## [Task to carry out]
Quote every entry word for word.

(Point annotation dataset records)
◆ ◆ ◆ ◆
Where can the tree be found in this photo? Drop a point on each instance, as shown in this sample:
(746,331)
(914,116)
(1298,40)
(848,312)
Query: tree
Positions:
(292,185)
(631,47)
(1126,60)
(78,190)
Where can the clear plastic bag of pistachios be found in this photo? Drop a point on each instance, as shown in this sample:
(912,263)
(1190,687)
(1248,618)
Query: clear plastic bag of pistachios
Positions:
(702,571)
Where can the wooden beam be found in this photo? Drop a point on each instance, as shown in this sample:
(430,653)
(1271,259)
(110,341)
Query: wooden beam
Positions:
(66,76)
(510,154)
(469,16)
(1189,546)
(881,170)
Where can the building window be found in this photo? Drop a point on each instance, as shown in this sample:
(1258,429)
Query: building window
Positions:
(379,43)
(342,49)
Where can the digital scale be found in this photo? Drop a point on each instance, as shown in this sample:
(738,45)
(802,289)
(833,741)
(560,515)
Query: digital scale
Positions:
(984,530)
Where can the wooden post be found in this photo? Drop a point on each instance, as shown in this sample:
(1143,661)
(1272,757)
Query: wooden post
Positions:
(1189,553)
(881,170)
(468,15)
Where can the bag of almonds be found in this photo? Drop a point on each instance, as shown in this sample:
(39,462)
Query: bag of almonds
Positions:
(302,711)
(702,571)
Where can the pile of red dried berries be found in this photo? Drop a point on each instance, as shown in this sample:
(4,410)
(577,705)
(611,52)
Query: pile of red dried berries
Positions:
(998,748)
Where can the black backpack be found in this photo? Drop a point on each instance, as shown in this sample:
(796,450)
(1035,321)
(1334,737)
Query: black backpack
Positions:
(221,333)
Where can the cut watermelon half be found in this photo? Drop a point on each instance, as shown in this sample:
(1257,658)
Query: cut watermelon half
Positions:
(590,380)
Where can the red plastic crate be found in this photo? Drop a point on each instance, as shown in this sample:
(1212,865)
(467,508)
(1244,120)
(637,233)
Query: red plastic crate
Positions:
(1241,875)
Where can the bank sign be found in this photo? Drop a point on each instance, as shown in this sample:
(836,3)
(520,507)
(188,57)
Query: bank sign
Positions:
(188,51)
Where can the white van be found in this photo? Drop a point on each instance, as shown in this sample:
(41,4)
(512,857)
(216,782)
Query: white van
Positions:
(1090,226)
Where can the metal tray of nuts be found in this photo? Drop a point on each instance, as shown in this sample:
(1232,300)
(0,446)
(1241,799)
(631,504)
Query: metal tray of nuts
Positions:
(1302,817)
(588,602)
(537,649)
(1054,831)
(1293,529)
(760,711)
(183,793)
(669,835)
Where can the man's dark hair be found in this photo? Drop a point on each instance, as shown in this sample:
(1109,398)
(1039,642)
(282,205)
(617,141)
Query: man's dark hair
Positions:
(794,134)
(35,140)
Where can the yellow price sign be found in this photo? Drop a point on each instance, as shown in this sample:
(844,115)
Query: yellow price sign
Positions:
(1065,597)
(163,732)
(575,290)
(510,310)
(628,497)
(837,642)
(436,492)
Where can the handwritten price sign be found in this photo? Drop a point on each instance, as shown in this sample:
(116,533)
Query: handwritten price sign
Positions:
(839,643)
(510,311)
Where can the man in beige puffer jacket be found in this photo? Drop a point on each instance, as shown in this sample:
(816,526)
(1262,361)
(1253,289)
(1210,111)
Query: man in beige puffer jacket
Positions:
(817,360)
◆ ◆ ◆ ◆
## [Exercise solution]
Where can the tree be found in this photo? Drop a point on each instance, as shown in this sample:
(746,331)
(914,116)
(1298,40)
(848,312)
Query: tree
Positions:
(292,185)
(631,47)
(1126,60)
(78,190)
Where can the clear plastic bag of pistachios be found in this photo? Drop a point on each instance, as shown in this sample:
(912,263)
(1190,687)
(1248,618)
Query: clear plastic bag of pistachios
Positions:
(702,571)
Where can the wooden beam be found in this photo? Drop a point on each instance, as shown in this sample:
(430,653)
(1271,259)
(110,341)
Query: wooden beam
Positions:
(66,76)
(510,154)
(469,16)
(1189,546)
(881,170)
Where can the building window be found in this photo? Drop a point on each instance, as shown in this sample:
(1258,429)
Query: building window
Positions:
(379,43)
(342,49)
Where can the digital scale be found in this photo? Drop a point on each instance, as shown in this sample:
(738,45)
(802,289)
(833,741)
(560,515)
Query: digital scale
Positions:
(984,530)
Where can the wooden post be found in this photo? Drop a point on each instance, as shown in this sample:
(1143,661)
(1272,757)
Query: wooden post
Positions:
(1189,553)
(881,170)
(468,15)
Where can the bag of almonds be found in this photo? Drop a point on each instance, as shown in this sample:
(39,462)
Query: bag of almonds
Positions:
(302,711)
(702,571)
Where can the pile of red dried berries be found in this photo? Drop a point on each instance, as shown in this sample:
(4,410)
(577,705)
(611,52)
Query: pile of red dried berries
Positions:
(998,748)
Where can the black backpack be found in this photo? Drop a point on each instance, as shown in this sample:
(796,450)
(1035,321)
(1334,737)
Query: black backpack
Positions:
(221,333)
Where can the cut watermelon half be found in this photo? Drop a point on each instance, as shown in this sample:
(1257,658)
Query: cut watermelon half
Positions:
(590,380)
Where can the red plastic crate be found in this photo? Drop a point on each instance, as shown in this sample:
(1212,865)
(467,508)
(1244,120)
(637,233)
Query: red plastic crate
Positions:
(1241,875)
Where can the bank sign be found in this photo? Drop a point on each instance, as shown in this sample:
(836,3)
(520,507)
(188,57)
Query: bank sign
Positions:
(188,51)
Where can the white van be found in this photo? Drop a point on each instance, as shown in this sample:
(41,4)
(512,857)
(216,782)
Query: white van
Positions:
(1090,226)
Where can the metal tray of nuts be found in this photo? Drop a point on each instance, as shown in this sample:
(1232,300)
(0,446)
(1241,799)
(631,504)
Query: metal tray of nuts
Positions:
(1302,817)
(588,602)
(537,649)
(1054,831)
(1293,529)
(760,711)
(183,793)
(669,835)
Where can the man's dark hair be found in this photo? Drop a point on each instance, as shown in this sample:
(1109,398)
(1039,642)
(282,205)
(617,141)
Query: man's dark hair
Positions:
(794,134)
(35,140)
Where can the yellow price sign be found in this photo? Drop a point on each instance, as shown in this sample:
(844,115)
Query: yellow price sign
Positions:
(1065,597)
(163,732)
(575,290)
(510,310)
(628,497)
(837,642)
(436,492)
Where can the handwritten price sign be found in this photo? Drop a point on each instance, as shown in this sample:
(116,533)
Query: handwritten price sign
Positions:
(839,643)
(510,311)
Where can the man in beige puffer jacket be found in this photo? Drop a point on each instance, as shown in this sample:
(816,526)
(1262,361)
(1253,289)
(1210,111)
Query: man in beige puffer jacket
Positions:
(817,360)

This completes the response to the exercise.